*Work item*.
Every entry should be returned unchanged, with the pictures omitted.

*Data extracts*.
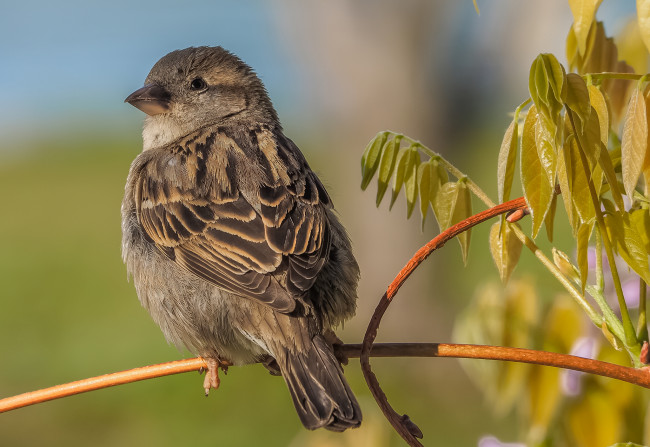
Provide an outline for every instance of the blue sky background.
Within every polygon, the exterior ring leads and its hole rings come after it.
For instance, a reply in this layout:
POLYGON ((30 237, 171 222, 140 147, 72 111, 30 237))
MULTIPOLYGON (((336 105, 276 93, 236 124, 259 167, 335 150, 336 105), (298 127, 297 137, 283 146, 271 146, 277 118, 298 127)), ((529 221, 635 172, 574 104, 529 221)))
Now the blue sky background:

*Solution for this problem*.
Provide an outline for every instance of the blue sky background.
Within every polygon, the exterior ring leads and its hole rings come after it.
For instance, a reply in this layout:
POLYGON ((30 237, 171 222, 140 147, 72 111, 30 237))
MULTIPOLYGON (((336 105, 276 93, 236 124, 259 167, 335 150, 336 105), (298 127, 297 137, 283 146, 271 146, 277 118, 298 127)), ((529 221, 635 172, 574 104, 529 221)))
Now the blue sky background:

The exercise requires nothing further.